Extrahierter Text →
Rainer Eppelmann war zu Gast am Gymnasium Herzogenaurach. Der Pfarrer, Bürgerrechtler und ehemalige Minister für Abrüstung und Verteidigung der letzten DDR-Regierung ist nicht nur ein wichtiger Zeitzeuge, sondern auch heute noch ein politischer Akteur und ein beredter Gesprächspartner. Als Vorstandsvorsitzender der "Bundesstiftung für die Aufarbeitung der SED-Diktatur" hält er seit vielen Jahren die Erinnerung an die DDR wach, setzt sich für eine unverklärte Sicht auf die Vergangenheit ein und engagiert sich für die Demokratie in Deutschland - vor allem bei der Jugend.
Um über seine Erfahrungen als Oppositioneller in der DDR zu berichten und sich als Zeitzeuge den Fragen der elften Jahrgangsstufe zu stellen, kam er nach Herzogenaurach. Die Einladung an Eppelmann konnte dank der Kooperation zwischen dem Stadtmuseum und dem Gymnasium ausgesprochen und realisiert werden, heißt es in einer gemeinsamen Pressemitteilung der beiden Einrichtungen. Neben den Schülern nahmen auch die an der Vorbereitung beteiligten Geschichtslehrkräften Christine Henninger, Andrea Kirchner-Seul, Rolf Kraus, Nicole Steidl, Karin Both-Kowalski und Christian Hoyer vom Stadtmuseum an der eindrucksvollen Zeitreise in den 1990 aufgegebenen deutschen Staat teil.
Rainer Eppelmann bot dem jungen Publikum verschiedene Perspektiven an, aus denen es die ihn prägenden Ereignisse nacherleben und gleichzeitig kritisch reflektieren konnte. "Wie mögen die sich gefühlt haben?", fragte der aus einfachen Verhältnissen stammende spätere evangelische Pfarrer und zielte dabei auf die im Rahmen der Zwangskollektivierung Enteigneten, die Opfer des 17. Juni 1953, die Wähler während des "Zettelfaltens" und die insgesamt 4,2 Millionen Geflüchteten. "Wer ging, ließ alles zurück, und noch schlimmer: Er musste sich sagen lassen, ,Du bist ein Verbrecher, du darfst nicht wiederkommen.‘"

Auszüge aus Segmentierungsdatensätzen
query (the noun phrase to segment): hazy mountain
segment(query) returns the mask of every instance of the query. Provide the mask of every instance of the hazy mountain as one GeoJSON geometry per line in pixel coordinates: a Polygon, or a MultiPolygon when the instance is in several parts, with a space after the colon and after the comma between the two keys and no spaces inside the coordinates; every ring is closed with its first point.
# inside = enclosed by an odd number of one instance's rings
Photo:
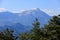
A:
{"type": "MultiPolygon", "coordinates": [[[[0,26],[9,25],[9,28],[13,28],[14,30],[28,30],[32,28],[35,18],[38,18],[41,27],[43,27],[51,17],[39,8],[26,10],[21,13],[0,12],[0,26]]],[[[0,29],[2,28],[6,27],[0,27],[0,29]]]]}

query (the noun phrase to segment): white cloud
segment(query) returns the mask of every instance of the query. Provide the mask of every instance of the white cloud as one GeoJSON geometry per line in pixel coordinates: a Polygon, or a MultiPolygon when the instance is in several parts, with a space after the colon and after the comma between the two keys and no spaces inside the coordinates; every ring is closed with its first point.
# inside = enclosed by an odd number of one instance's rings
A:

Arbeitsanweisungen →
1 – Schreiben Sie aus dem Bericht über Rainer Eppelmanns Schulbesuch die Passage zwischen „Rainer Eppelmann war“ und „bei der Jugend.“ einschließlich ab.
2 – Beantworten Sie anhand des Berichts über Rainer Eppelmanns Schulbesuch die folgenden Fragen:
(a) Welcher Stiftung steht Eppelmann als Vorstandsvorsitzender vor?
(b) Welche Jahrgangsstufe stellte ihm als Zeitzeugen Fragen?
(c) Wie viele Geflüchtete nennt er insgesamt?

Lösungen →
1 –
Rainer Eppelmann war zu Gast am Gymnasium Herzogenaurach. Der Pfarrer, Bürgerrechtler und ehemalige Minister für Abrüstung und Verteidigung der letzten DDR-Regierung ist nicht nur ein wichtiger Zeitzeuge, sondern auch heute noch ein politischer Akteur und ein beredter Gesprächspartner. Als Vorstandsvorsitzender der "Bundesstiftung für die Aufarbeitung der SED-Diktatur" hält er seit vielen Jahren die Erinnerung an die DDR wach, setzt sich für eine unverklärte Sicht auf die Vergangenheit ein und engagiert sich für die Demokratie in Deutschland - vor allem bei der Jugend.

2 –
(a) Der „Bundesstiftung für die Aufarbeitung der SED-Diktatur“
(b) Die elfte Jahrgangsstufe
(c) 4,2 Millionen